• [What is asked]
Return every line in the records below that contains the word "with". Treat uppercase and lowercase as different.

═══ Data for this task

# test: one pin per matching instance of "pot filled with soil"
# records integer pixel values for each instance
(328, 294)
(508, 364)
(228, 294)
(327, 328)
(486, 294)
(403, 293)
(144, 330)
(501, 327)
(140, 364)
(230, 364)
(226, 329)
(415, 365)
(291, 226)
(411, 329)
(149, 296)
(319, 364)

══════
═══ Data for this task

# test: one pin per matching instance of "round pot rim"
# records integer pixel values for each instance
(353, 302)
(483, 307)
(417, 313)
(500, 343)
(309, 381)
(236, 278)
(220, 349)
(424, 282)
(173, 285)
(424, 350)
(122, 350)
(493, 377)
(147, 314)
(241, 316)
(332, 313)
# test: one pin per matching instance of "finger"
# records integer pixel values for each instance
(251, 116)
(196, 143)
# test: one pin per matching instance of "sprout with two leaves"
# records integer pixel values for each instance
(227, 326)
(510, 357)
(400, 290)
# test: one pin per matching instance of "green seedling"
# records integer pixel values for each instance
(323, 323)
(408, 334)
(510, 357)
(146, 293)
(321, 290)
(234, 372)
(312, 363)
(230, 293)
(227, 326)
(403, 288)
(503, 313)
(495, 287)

══════

• [Result]
# test: one pin per matching instance of "pot filled with soil"
# test: one pin per matching instance of "sprout with two leaves"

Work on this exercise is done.